Food & Drink
Cottage Industry
The Joys & Challenges of a Home-Based Food Business

Mor Pipman of Much Mor Bread.
Three years ago, Mor Pipman and her family moved to Ulster County from New York City. The Israel-born visual artist had always wanted to have an old church as a studio, and she and her husband found one in Glenford, with a former community hall behind it to live in. Funky yet spacious old buildings with lots of character, and some land for their kids to run around on: It was the quintessential story of cramped urbanites seeking a better life in the country. But then her husband, a nurse, lost his job.
“I got scared. I wanted us to be able to live a little better,” she says, explaining the genesis of her new venture. An avid baker, last spring Pipman obtained her home processor’s license, and began Much Mor Bread, baking several times a week and selling locally at farm stands, Kingston Natural Foods, and Cheese Louise on Route 28. In her large, charming kitchen, furnished with shelves and cabinets made from the building’s former wainscoting, she bakes four days a week, making a dozen or so of her 27 different varieties of bread and a few sweets like brownies, biscotti, and cookies, as well as some jams.
In New York, the State Department of Agriculture and Markets is responsible for issuing Home Processor licenses, known officially as a 20-C exemption. To get licensed, a person calls up and makes an appointment for an inspector to come. If you have a well, you must have your water tested for coliform bacteria beforehand and show the results to the inspector. Pipman says that the inspection was easy, though she did scrub the place vigorously in anticipation. Once certified, a home processor can make “traditional” jams and jellies (traditional here means lots of sugar) as well as candies and baked goods like bread, cookies, double-crust pies, and brownies.

Exercise
Answer these questions about the article on the home-based food business:
1. From which city did Mor Pipman and her family move three years ago?
2. How many different varieties of bread does Pipman make?
3. Which New York agency issues Home Processor licenses?
The data has no connection to the text above.

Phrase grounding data

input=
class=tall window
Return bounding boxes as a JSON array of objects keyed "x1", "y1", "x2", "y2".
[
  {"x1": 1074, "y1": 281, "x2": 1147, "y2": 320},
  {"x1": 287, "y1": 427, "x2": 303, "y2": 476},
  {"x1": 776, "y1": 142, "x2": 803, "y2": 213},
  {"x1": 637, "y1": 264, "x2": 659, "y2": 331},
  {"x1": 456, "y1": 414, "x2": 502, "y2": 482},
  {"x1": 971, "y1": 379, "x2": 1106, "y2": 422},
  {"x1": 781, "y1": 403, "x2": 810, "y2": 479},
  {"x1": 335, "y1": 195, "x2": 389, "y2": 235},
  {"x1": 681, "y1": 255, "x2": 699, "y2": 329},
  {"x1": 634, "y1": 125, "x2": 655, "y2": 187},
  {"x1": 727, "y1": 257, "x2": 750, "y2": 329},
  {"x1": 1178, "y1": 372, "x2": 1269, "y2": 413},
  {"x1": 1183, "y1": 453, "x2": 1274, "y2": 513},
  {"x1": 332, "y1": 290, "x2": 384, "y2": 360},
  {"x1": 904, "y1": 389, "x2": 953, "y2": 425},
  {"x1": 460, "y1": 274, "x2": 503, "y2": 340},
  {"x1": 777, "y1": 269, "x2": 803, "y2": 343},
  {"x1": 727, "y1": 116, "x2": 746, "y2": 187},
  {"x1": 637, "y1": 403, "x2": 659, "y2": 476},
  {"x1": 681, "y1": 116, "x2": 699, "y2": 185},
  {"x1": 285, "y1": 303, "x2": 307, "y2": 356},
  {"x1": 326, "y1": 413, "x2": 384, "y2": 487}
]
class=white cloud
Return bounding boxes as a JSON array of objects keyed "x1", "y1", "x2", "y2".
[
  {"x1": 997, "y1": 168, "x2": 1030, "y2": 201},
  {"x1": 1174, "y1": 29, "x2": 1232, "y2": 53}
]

Final answer
1. New York City
2. 27
3. The State Department of Agriculture and Markets